**Job:** Display each line of the entries below that contains the word "house".

______________________________

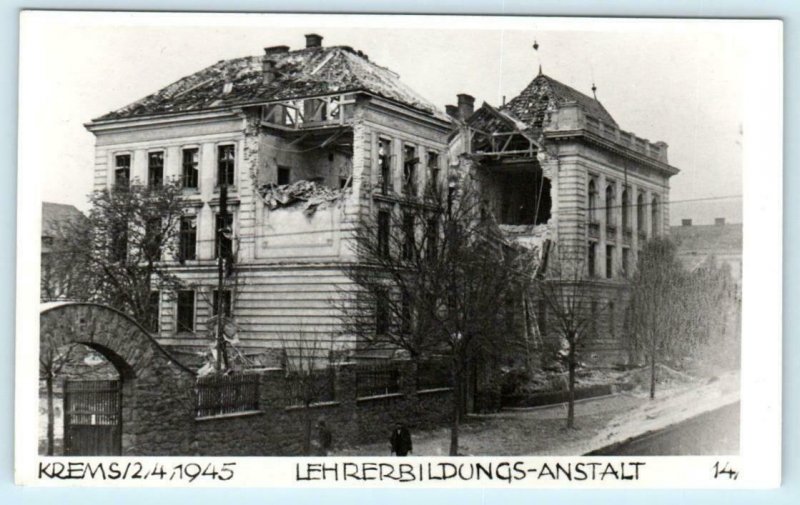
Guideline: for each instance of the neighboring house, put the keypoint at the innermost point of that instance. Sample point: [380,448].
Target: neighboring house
[57,279]
[562,177]
[719,242]
[320,119]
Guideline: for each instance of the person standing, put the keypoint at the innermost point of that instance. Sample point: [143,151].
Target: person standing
[324,438]
[400,440]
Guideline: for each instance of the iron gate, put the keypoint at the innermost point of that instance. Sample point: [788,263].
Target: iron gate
[92,418]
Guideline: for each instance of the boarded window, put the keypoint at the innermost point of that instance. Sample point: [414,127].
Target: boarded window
[122,170]
[186,311]
[284,176]
[155,169]
[226,303]
[191,159]
[188,239]
[223,238]
[226,161]
[383,233]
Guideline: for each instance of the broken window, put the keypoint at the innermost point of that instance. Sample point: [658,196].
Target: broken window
[592,210]
[383,233]
[223,243]
[385,165]
[153,313]
[226,160]
[284,176]
[191,158]
[185,311]
[382,317]
[410,161]
[655,217]
[409,245]
[187,249]
[433,169]
[155,169]
[227,309]
[122,170]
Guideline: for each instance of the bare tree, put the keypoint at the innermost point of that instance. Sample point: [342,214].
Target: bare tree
[660,308]
[573,308]
[432,276]
[125,246]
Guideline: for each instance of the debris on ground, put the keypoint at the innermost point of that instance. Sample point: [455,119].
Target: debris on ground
[311,194]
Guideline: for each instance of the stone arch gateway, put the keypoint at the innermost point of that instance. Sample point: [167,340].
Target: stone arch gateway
[157,391]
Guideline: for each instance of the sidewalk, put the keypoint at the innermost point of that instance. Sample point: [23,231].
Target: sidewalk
[542,430]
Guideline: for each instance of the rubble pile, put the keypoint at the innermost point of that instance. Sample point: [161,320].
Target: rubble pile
[310,194]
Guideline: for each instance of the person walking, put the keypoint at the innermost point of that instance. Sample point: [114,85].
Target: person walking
[400,440]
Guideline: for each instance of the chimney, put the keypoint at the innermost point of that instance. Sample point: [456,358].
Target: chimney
[466,105]
[451,111]
[268,72]
[313,40]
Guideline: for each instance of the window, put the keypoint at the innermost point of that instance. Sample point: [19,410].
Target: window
[410,161]
[640,213]
[382,319]
[626,262]
[432,237]
[122,170]
[591,259]
[155,169]
[610,204]
[385,165]
[626,218]
[152,239]
[592,211]
[284,176]
[655,212]
[223,236]
[186,311]
[152,317]
[187,249]
[191,159]
[226,161]
[409,245]
[383,233]
[433,169]
[226,303]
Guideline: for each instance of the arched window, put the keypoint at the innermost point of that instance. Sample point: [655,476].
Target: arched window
[610,205]
[592,205]
[655,214]
[640,213]
[626,218]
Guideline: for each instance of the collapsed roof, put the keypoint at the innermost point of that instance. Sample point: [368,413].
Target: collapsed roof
[312,71]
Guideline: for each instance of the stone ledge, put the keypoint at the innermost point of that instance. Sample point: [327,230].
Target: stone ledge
[246,413]
[317,405]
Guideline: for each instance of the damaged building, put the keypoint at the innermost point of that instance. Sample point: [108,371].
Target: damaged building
[559,176]
[304,141]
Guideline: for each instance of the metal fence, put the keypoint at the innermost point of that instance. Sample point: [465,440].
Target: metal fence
[226,394]
[375,381]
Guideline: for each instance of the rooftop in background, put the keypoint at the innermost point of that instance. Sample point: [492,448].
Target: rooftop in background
[54,215]
[545,93]
[308,72]
[708,238]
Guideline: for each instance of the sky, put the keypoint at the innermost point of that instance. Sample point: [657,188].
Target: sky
[673,80]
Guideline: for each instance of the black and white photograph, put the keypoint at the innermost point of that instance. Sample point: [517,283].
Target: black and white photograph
[339,236]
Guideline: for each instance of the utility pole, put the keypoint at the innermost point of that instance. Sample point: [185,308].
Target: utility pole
[221,256]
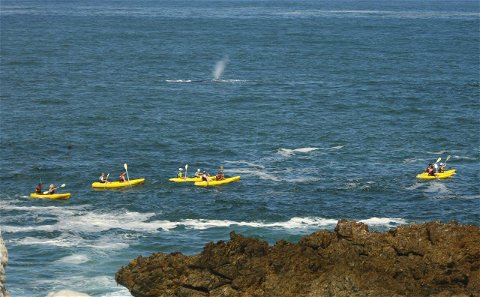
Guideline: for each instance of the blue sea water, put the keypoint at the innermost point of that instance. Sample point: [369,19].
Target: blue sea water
[326,109]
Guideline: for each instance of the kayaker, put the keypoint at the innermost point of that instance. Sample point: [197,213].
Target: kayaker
[52,189]
[430,170]
[204,176]
[198,173]
[220,174]
[441,167]
[38,189]
[180,173]
[103,178]
[122,178]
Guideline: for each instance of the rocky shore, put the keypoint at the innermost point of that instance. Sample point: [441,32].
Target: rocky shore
[431,259]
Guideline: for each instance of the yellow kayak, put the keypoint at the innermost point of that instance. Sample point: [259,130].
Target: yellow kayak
[51,196]
[442,175]
[217,182]
[117,184]
[189,179]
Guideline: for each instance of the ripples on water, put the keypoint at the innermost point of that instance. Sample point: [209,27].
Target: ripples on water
[327,110]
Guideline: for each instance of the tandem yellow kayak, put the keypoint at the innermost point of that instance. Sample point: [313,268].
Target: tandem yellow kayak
[51,196]
[117,184]
[217,182]
[189,179]
[442,175]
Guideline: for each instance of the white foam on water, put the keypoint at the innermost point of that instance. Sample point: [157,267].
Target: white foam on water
[415,186]
[64,240]
[306,149]
[260,174]
[74,259]
[290,152]
[258,166]
[178,80]
[295,223]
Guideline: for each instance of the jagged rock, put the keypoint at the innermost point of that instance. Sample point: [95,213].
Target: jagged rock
[431,259]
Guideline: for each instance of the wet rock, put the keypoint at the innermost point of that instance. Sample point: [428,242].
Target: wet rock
[432,259]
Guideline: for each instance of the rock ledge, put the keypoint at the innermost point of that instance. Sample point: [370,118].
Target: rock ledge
[431,259]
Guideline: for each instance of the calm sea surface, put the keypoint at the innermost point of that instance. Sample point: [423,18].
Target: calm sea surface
[326,109]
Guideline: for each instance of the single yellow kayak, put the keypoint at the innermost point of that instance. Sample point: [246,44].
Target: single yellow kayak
[51,196]
[117,184]
[442,175]
[189,179]
[217,182]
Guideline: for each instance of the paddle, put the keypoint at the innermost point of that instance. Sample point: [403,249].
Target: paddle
[445,165]
[126,170]
[46,192]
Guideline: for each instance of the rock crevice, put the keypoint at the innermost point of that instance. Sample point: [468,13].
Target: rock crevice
[431,259]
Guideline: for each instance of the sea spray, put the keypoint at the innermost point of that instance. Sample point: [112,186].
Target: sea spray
[219,68]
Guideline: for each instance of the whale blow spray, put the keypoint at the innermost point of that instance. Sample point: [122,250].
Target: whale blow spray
[219,68]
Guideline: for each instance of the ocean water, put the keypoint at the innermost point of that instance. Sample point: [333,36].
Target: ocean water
[326,109]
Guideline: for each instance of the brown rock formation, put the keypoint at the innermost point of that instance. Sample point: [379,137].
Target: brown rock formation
[431,259]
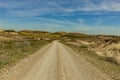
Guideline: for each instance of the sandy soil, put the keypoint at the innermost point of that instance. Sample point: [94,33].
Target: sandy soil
[53,62]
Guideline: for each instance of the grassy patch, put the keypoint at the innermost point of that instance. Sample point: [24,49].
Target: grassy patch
[12,51]
[107,65]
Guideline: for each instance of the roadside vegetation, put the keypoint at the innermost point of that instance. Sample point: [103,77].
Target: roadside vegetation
[105,64]
[12,51]
[15,46]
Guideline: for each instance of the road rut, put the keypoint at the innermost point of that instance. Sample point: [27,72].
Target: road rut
[54,62]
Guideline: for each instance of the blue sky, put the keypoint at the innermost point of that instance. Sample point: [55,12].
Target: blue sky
[85,16]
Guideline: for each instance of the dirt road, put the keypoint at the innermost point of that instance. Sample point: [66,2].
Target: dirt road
[53,62]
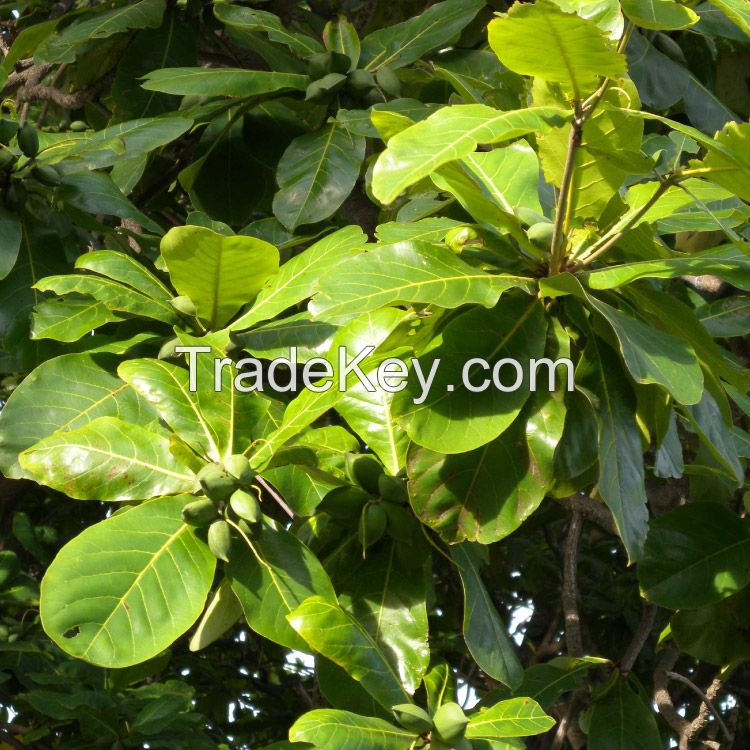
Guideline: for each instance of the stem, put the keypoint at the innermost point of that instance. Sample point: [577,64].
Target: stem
[606,242]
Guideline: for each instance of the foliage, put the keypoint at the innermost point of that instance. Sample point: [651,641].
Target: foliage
[557,179]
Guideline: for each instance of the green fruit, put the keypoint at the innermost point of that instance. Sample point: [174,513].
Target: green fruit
[388,81]
[28,140]
[412,718]
[361,81]
[239,467]
[200,512]
[364,471]
[220,539]
[47,175]
[450,722]
[541,233]
[8,128]
[184,305]
[392,489]
[245,505]
[7,158]
[216,482]
[9,567]
[322,89]
[372,524]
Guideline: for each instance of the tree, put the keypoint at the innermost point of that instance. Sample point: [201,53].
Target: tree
[203,555]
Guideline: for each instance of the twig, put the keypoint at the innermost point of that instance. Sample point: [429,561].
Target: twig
[266,485]
[593,511]
[702,715]
[573,637]
[640,637]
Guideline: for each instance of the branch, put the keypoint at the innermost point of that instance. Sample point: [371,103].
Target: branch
[698,723]
[573,638]
[640,637]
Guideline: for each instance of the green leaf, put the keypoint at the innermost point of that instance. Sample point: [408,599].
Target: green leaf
[337,635]
[221,614]
[517,717]
[109,460]
[326,728]
[95,193]
[404,43]
[407,272]
[695,555]
[659,14]
[116,143]
[166,387]
[737,10]
[484,632]
[621,719]
[255,20]
[69,319]
[510,175]
[232,270]
[621,472]
[316,174]
[515,328]
[63,394]
[652,356]
[462,496]
[298,277]
[725,261]
[65,45]
[389,601]
[271,576]
[541,40]
[234,82]
[10,242]
[124,589]
[449,134]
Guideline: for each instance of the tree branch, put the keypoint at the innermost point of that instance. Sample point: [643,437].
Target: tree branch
[573,637]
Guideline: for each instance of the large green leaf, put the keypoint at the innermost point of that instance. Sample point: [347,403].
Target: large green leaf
[69,319]
[298,277]
[622,719]
[510,175]
[484,632]
[659,14]
[254,20]
[125,588]
[621,472]
[107,459]
[541,40]
[694,556]
[234,82]
[517,717]
[63,46]
[328,728]
[406,272]
[453,419]
[403,43]
[726,261]
[316,174]
[63,394]
[737,10]
[464,496]
[389,601]
[166,386]
[451,133]
[271,576]
[653,356]
[337,635]
[218,273]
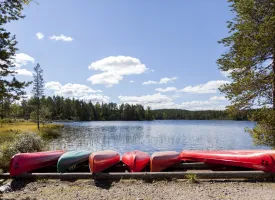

______________________________

**Exercise result:**
Guideline: for each instance of the neighboring house, put the keypoint at the innermost point of that instance. Sample point: [380,448].
Target: neighboring house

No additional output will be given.